§ **ASSIGNMENT A**
Do these statements agree with the article on misleading headlines? Answer yes or no for each, and quote the words of the article that settle it.
(i) The writer's father has never smoked.
(ii) Friends and family asked the writer whether the Public Health England report findings were valid.
(iii) Both friends at the pub were convinced by the writer's explanation.
§ **ASSIGNMENT B**
Answer these questions from the article on misleading headlines:
(i) Where did the writer go for Sunday lunch after the match?
(ii) According to the Public Health England report, about how much less harmful than tobacco is vaping?
(iii) According to the article, how many long-term smokers does smoking kill?
§ **ASSIGNMENT C**
Return the passage of the article on misleading headlines that opens with the words containing "It was a similar" and closes with "attention grabbing effect.".

§ **PAGE EXTRACT**
Misleading headlines can leave lasting impressions.
Hello Totally Wicked customers. For my contribution this month I wanted to share with you a conversation I had down at my local pub! I was watching a football match with friends and one of them was using his electronic cigarette. My other friend said to him, “they’re just as dangerous as smoking, didn’t you read the headlines last week!” I knew which headlines he was referring to, and unlike him, I had read the scientific paper they purported to represent. They know that I work in the vaping industry so it was left to me to explain to two slightly inebriated football fans that bad science often makes the newspaper headlines. Good science is buried deep in the journals and will not make the headlines as it doesn’t sell newspapers. One friend was convinced, the other still viewed my opinion with a degree of scepticism despite the fact he knows I’ve been a research scientist for years.
“They say your stuff (vaping) is as bad as smoking, is that true?”
I left the pub after the match and went to my parents to have Sunday lunch. Like most of you, I get asked how work is going on a regular basis by my Mum! I told her work was good and then my Dad said to me “they say your stuff (vaping) is as bad as smoking, is that true?” I had to explain again that it wasn’t true, in fact it was complete fiction but the headline had once again done its job on leaving a lasting impression. My Dad has never been a smoker, so vaping is of no interest to him. He wouldn’t have even read the newspaper article yet he was left with the impression that vaping was as dangerous as smoking simply by scanning the headlines.
It was a similar situation to the one I had found myself in a several months back. When the Public Health England report concluded that vaping was around 95% less harmful than tobacco I wasn’t asked about the validity of the report findings by my friends and family. Indeed, that report was barely mentioned in conversations I had about e-cigarettes. The topic discussed was based on the headline that e-cigarettes and e-liquid could be prescribed on the NHS, and the implications of that potential decision. Again, the headline had caught the attention of the public, the detail of the PHE report had been lost or at least buried on page 12 of the newspaper!
“E-cigarettes are safer than smoking, scientists warn” doesn’t have quite the same attention grabbing effect.
These conversations have made me consider the power newspaper headlines have in the formation of public opinion. The headline “e-cigarettes are no safer than smoking, scientists warn” was the source of my friend’s and family’s misguided view on the safety of e-cigarettes, compared to smoking which kills 1 out of every 2 long term users. The headline was based on an irresponsible quote from one of the scientists in a press release that accompanied the scientific paper. The study itself was fundamentally flawed due to the methodology used to compare the effect of e-liquid vapour and tobacco smoke on lung cells in the laboratory. If the researchers had applied logical methodology for their comparative harm study then negligible effect for e-cigarette vapour would have been reported. But this wouldn’t make eye catching headlines or indeed newspaper articles around the world. “E-cigarettes are safer than smoking, scientists warn” doesn’t have quite the same attention grabbing effect, I’m sure you’ll agree. Would I have had the same conversation with my friends in the pub if that headline had been published, of course not. But as I said before, good science is usually buried in the journals. Bad science often makes the headlines, and unfortunately those headlines have a major role to play in the formation of public opinion. We all know headlines are often misleading, but they can also have serious consequences on key issues such as public health.

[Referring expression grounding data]
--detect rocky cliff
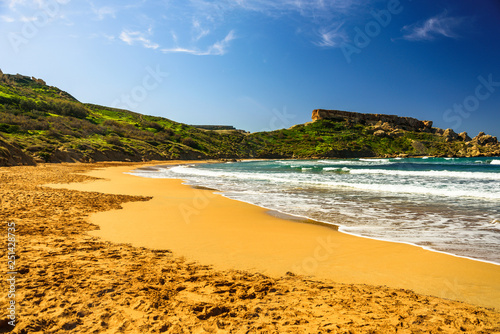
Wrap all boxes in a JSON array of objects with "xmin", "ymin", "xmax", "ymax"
[
  {"xmin": 312, "ymin": 109, "xmax": 432, "ymax": 132},
  {"xmin": 312, "ymin": 109, "xmax": 500, "ymax": 157}
]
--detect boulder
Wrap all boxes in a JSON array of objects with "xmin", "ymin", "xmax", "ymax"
[
  {"xmin": 458, "ymin": 132, "xmax": 472, "ymax": 141},
  {"xmin": 472, "ymin": 132, "xmax": 498, "ymax": 146},
  {"xmin": 0, "ymin": 139, "xmax": 36, "ymax": 166},
  {"xmin": 312, "ymin": 109, "xmax": 432, "ymax": 132},
  {"xmin": 442, "ymin": 129, "xmax": 458, "ymax": 142}
]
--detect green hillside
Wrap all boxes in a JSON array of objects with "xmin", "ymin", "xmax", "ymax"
[{"xmin": 0, "ymin": 72, "xmax": 500, "ymax": 165}]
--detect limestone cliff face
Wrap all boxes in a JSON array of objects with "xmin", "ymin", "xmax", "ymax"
[{"xmin": 312, "ymin": 109, "xmax": 432, "ymax": 132}]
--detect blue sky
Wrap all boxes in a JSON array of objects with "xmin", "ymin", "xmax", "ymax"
[{"xmin": 0, "ymin": 0, "xmax": 500, "ymax": 137}]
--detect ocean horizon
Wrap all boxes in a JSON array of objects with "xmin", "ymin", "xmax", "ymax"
[{"xmin": 132, "ymin": 157, "xmax": 500, "ymax": 265}]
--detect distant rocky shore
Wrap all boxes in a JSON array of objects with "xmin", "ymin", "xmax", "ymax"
[{"xmin": 312, "ymin": 109, "xmax": 500, "ymax": 157}]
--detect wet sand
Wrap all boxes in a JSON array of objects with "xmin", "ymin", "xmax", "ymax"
[
  {"xmin": 0, "ymin": 163, "xmax": 500, "ymax": 333},
  {"xmin": 49, "ymin": 163, "xmax": 500, "ymax": 308}
]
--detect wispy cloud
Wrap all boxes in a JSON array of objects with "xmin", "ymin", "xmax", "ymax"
[
  {"xmin": 403, "ymin": 11, "xmax": 464, "ymax": 41},
  {"xmin": 161, "ymin": 30, "xmax": 236, "ymax": 56},
  {"xmin": 161, "ymin": 30, "xmax": 236, "ymax": 56},
  {"xmin": 314, "ymin": 22, "xmax": 348, "ymax": 48},
  {"xmin": 91, "ymin": 3, "xmax": 118, "ymax": 21},
  {"xmin": 189, "ymin": 0, "xmax": 362, "ymax": 48},
  {"xmin": 119, "ymin": 30, "xmax": 160, "ymax": 49},
  {"xmin": 193, "ymin": 19, "xmax": 210, "ymax": 41},
  {"xmin": 0, "ymin": 15, "xmax": 16, "ymax": 23}
]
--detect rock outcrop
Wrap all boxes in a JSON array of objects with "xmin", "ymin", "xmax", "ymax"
[
  {"xmin": 472, "ymin": 132, "xmax": 498, "ymax": 146},
  {"xmin": 0, "ymin": 139, "xmax": 36, "ymax": 166},
  {"xmin": 312, "ymin": 109, "xmax": 432, "ymax": 132}
]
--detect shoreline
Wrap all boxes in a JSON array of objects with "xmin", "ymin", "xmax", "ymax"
[
  {"xmin": 127, "ymin": 157, "xmax": 500, "ymax": 266},
  {"xmin": 0, "ymin": 163, "xmax": 500, "ymax": 334},
  {"xmin": 47, "ymin": 162, "xmax": 500, "ymax": 309}
]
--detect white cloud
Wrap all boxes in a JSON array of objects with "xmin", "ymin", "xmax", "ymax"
[
  {"xmin": 92, "ymin": 4, "xmax": 117, "ymax": 21},
  {"xmin": 193, "ymin": 19, "xmax": 210, "ymax": 41},
  {"xmin": 119, "ymin": 30, "xmax": 160, "ymax": 49},
  {"xmin": 161, "ymin": 30, "xmax": 236, "ymax": 56},
  {"xmin": 0, "ymin": 15, "xmax": 16, "ymax": 23},
  {"xmin": 403, "ymin": 11, "xmax": 464, "ymax": 41},
  {"xmin": 189, "ymin": 0, "xmax": 362, "ymax": 48},
  {"xmin": 314, "ymin": 22, "xmax": 348, "ymax": 48}
]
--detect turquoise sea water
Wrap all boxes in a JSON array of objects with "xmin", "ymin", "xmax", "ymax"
[{"xmin": 134, "ymin": 158, "xmax": 500, "ymax": 264}]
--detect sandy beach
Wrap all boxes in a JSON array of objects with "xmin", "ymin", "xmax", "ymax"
[{"xmin": 0, "ymin": 162, "xmax": 500, "ymax": 333}]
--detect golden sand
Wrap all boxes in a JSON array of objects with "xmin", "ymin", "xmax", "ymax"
[{"xmin": 50, "ymin": 163, "xmax": 500, "ymax": 308}]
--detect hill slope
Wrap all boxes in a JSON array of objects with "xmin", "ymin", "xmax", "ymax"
[{"xmin": 0, "ymin": 71, "xmax": 500, "ymax": 165}]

§ **EXERCISE RESPONSE A**
(i) Yes: "My Dad has never been a smoker"
(ii) No: "I wasn’t asked about the validity of the report findings by my friends and family"
(iii) No: "One friend was convinced, the other still viewed my opinion with a degree of scepticism"

§ **EXERCISE RESPONSE B**
(i) To the writer's parents
(ii) Around 95% less harmful
(iii) 1 out of every 2 long-term users

§ **EXERCISE RESPONSE C**
It was a similar situation to the one I had found myself in a several months back. When the Public Health England report concluded that vaping was around 95% less harmful than tobacco I wasn’t asked about the validity of the report findings by my friends and family. Indeed, that report was barely mentioned in conversations I had about e-cigarettes. The topic discussed was based on the headline that e-cigarettes and e-liquid could be prescribed on the NHS, and the implications of that potential decision. Again, the headline had caught the attention of the public, the detail of the PHE report had been lost or at least buried on page 12 of the newspaper!
“E-cigarettes are safer than smoking, scientists warn” doesn’t have quite the same attention grabbing effect.